(Data items)
· · · · ·

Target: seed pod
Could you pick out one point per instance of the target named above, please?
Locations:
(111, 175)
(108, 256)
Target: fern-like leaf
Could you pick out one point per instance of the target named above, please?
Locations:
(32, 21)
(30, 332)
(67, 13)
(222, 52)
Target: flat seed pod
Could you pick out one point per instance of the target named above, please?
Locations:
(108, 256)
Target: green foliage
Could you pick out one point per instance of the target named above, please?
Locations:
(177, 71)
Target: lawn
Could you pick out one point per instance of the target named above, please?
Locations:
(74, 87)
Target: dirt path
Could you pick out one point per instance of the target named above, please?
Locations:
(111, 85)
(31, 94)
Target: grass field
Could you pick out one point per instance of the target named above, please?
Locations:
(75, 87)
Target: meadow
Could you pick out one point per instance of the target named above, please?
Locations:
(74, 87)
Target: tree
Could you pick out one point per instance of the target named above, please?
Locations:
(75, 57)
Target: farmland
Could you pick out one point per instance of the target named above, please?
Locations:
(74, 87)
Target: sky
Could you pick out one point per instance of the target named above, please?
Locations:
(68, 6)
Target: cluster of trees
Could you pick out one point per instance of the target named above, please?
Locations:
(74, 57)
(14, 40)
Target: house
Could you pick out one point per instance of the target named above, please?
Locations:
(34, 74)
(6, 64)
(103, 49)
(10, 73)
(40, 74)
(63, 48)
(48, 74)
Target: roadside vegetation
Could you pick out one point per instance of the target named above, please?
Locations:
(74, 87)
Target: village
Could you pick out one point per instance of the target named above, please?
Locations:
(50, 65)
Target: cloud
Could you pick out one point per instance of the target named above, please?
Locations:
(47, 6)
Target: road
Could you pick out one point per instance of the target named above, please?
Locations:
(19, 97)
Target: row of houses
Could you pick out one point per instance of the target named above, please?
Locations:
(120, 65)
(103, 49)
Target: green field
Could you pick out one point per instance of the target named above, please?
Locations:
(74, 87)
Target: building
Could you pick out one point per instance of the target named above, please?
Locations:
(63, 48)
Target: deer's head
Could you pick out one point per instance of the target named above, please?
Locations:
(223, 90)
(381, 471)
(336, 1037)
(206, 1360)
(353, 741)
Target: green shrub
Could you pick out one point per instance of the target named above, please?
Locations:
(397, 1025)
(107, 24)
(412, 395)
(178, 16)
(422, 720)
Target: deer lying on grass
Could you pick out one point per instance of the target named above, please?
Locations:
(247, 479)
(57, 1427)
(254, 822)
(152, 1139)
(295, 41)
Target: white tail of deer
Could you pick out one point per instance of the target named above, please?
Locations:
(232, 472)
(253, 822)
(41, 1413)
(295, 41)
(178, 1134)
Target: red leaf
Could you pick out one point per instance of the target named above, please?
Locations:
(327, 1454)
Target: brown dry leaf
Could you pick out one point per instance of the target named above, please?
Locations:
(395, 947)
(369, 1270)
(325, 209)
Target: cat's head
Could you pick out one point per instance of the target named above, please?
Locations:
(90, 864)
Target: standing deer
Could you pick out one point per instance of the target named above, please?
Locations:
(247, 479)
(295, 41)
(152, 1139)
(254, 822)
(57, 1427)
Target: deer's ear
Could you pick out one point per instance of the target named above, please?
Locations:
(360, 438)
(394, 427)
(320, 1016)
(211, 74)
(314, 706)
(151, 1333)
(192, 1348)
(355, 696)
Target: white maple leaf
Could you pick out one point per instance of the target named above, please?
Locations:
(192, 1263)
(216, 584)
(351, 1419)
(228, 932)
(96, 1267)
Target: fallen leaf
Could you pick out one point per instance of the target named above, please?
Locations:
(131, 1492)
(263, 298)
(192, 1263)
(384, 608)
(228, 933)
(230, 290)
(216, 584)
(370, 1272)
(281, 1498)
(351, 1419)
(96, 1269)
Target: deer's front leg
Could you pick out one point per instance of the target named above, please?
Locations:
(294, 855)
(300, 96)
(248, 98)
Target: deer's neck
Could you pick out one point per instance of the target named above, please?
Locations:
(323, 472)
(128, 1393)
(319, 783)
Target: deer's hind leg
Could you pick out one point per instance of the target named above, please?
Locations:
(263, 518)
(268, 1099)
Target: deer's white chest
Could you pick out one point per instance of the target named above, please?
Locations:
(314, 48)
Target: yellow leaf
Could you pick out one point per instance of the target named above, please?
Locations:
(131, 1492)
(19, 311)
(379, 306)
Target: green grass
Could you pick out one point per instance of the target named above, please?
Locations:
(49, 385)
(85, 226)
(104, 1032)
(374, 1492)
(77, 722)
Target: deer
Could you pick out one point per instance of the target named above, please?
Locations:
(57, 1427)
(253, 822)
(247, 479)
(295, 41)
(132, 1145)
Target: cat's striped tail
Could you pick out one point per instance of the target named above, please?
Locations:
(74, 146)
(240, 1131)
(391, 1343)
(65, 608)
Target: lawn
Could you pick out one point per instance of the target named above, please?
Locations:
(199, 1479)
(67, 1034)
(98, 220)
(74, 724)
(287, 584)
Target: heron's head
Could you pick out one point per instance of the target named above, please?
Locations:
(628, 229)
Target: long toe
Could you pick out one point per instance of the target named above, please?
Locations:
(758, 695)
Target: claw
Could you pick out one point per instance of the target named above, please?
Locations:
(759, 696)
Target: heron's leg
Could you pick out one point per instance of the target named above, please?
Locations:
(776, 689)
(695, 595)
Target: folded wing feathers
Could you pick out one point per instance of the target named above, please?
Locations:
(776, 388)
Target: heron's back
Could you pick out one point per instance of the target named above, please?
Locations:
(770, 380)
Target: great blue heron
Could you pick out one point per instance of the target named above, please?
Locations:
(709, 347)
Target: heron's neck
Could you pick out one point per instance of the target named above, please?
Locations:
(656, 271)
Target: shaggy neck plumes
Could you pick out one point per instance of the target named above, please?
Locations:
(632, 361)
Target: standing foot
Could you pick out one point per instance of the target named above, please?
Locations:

· · · · ·

— What you have to do —
Output all of the data again, exactly.

— Solution to this exercise —
Target: seed pod
Could you pick out one point per instance of the target named above, please?
Locations:
(111, 175)
(108, 256)
Target: fern-like leaf
Could you pick out one point per instance of the target named above, please?
Locations:
(32, 21)
(30, 332)
(67, 13)
(222, 52)
Target: flat seed pod
Could you pick out one point per instance of the target named above, please?
Locations:
(108, 256)
Target: green foliage
Could you pick out one point per instance of the target named above, please?
Locations:
(177, 71)
Target: lawn
Could you pick out one point per instance of the target named above, please?
Locations:
(74, 87)
Target: dirt path
Could you pick out one point per instance of the target named above, please?
Locations:
(111, 85)
(31, 94)
Target: grass field
Could you pick out one point per instance of the target named above, please?
Locations:
(75, 87)
Target: meadow
Could you pick out one point per instance of the target named above, please?
Locations:
(74, 87)
Target: tree
Could you pick out one point per instance of the target named above, please?
Locations:
(75, 57)
Target: farmland
Could you pick out one point per instance of the target named above, please?
Locations:
(74, 87)
Target: sky
Could you pick out one point per instance of the target named above, please?
Locations:
(68, 6)
Target: cluster of trees
Could you pick out one point per instance of the target named above, please?
Locations:
(74, 57)
(14, 40)
Target: house
Could you pick out one point per instance of the target named above, please?
Locations:
(34, 74)
(6, 64)
(103, 49)
(10, 73)
(40, 74)
(63, 48)
(48, 74)
Target: roadside vegetation
Could you pick out one point per instance of the target named above, please?
Locations:
(74, 87)
Target: village
Could you pick out one point per instance of the target named above, please?
Locations:
(50, 65)
Target: cloud
Could you pick out one point per instance of the target named above, please?
Locations:
(47, 6)
Target: road
Could you pick out one point per instance of the target named above, please?
Locations:
(19, 97)
Target: row of houses
Could you pick out one point per instance of the target named above, please?
Locations:
(120, 65)
(103, 49)
Target: green field
Could you pick out one point per instance of the target named above, please?
Locations:
(74, 87)
Target: building
Could you pick out one point per instance of the target named above, please?
Locations:
(63, 48)
Target: deer's head
Could you pick out one point per instance of the target named above, please?
Locations:
(223, 90)
(381, 471)
(336, 1037)
(206, 1360)
(353, 741)
Target: green shrub
Could you pick out one point per instance of the target named above, please?
Locations:
(397, 1025)
(107, 24)
(412, 395)
(178, 16)
(422, 720)
Target: deer lying on grass
Could you pick out one point per instance of the target named above, please?
Locations:
(247, 479)
(57, 1427)
(254, 822)
(152, 1139)
(295, 41)
Target: white tail of deer
Could you pick out one point per instance of the target named above, please?
Locations:
(232, 472)
(253, 822)
(41, 1413)
(295, 41)
(178, 1134)
Target: red leaf
Could you pick out one point per instance of the target named above, please?
Locations:
(327, 1454)
Target: brown dry leaf
Could you pick out one point per instance of the target named above, please?
Locations:
(395, 947)
(369, 1270)
(325, 209)
Target: cat's head
Could you pick out one point per instance of the target named above, please?
Locations:
(90, 864)
Target: standing deer
Could you pick out one point per instance of the target named above, please?
Locations:
(247, 479)
(295, 41)
(152, 1139)
(254, 822)
(57, 1427)
Target: deer's ear
Could you pick out one point per instance of the target named above, please?
Locations:
(360, 438)
(394, 427)
(320, 1016)
(211, 74)
(314, 706)
(151, 1333)
(192, 1348)
(355, 696)
Target: white maple leaf
Could you pick out one point per instance of the target named above, please?
Locations:
(192, 1263)
(216, 584)
(351, 1419)
(228, 932)
(96, 1267)
Target: fallen leaf
Could you pick out one point per instance of the target named above, please?
Locations:
(131, 1492)
(263, 298)
(192, 1263)
(384, 608)
(228, 933)
(230, 290)
(216, 584)
(370, 1272)
(281, 1498)
(351, 1419)
(96, 1269)
Target: deer's front leg
Could you pick out one point per instance of the target named above, please?
Locations:
(294, 855)
(300, 96)
(248, 98)
Target: deer's neck
Could you pick out one point per instance of the target named above, please?
Locations:
(323, 472)
(128, 1393)
(319, 783)
Target: deer's hind leg
Could you pick out one point per instance of the target named above, please?
Locations:
(263, 518)
(268, 1099)
Target: deer's white chest
Could you pick out one point per instance of the target named above, please?
Locations:
(314, 48)
Target: yellow leaf
Could you pick out one point per instance of the target named above, please?
Locations:
(131, 1492)
(19, 311)
(379, 306)
Target: green grass
Could you pick out one point per instance of the target named above, please?
Locations:
(49, 385)
(85, 226)
(104, 1032)
(374, 1492)
(77, 722)
Target: deer
Could you pick out one point per instance of the target named above, please?
Locations:
(57, 1427)
(253, 822)
(247, 479)
(295, 41)
(132, 1145)
Target: cat's striped tail
Could you pick out one point per instance of the target named above, please?
Locations:
(74, 146)
(240, 1131)
(391, 1343)
(65, 608)
Target: lawn
Could you pick out one point per instance of the target named above, please?
Locations:
(199, 1479)
(67, 1034)
(98, 220)
(74, 724)
(287, 584)
Target: heron's head
Could you pick out one point per instance of the target named above, please?
Locations:
(628, 229)
Target: long toe
Could you pick out one point per instance of the target named above, please?
Locations:
(758, 695)
Target: claw
Could you pick out one point per instance of the target named above, please?
Locations:
(759, 696)
Target: heron's leg
Could you pick out one point per instance of the target named above, please?
Locations:
(776, 689)
(695, 595)
Target: folded wing feathers
Could you pick out one point per instance of the target named above, please?
Locations:
(776, 388)
Target: heron's back
Could you pick out one point per instance of the target named above, please?
Locations:
(770, 380)
Target: great blue heron
Could you pick out one point per instance of the target named above, please?
Locations:
(709, 347)
Target: heron's neck
Could you pick out one point per instance of the target named above, please?
Locations:
(656, 271)
Target: shaggy neck plumes
Could you pick out one point per instance of the target named above, please?
Locations:
(632, 361)
Target: standing foot
Could you pick out one point per instance of the target named above, please?
Locations:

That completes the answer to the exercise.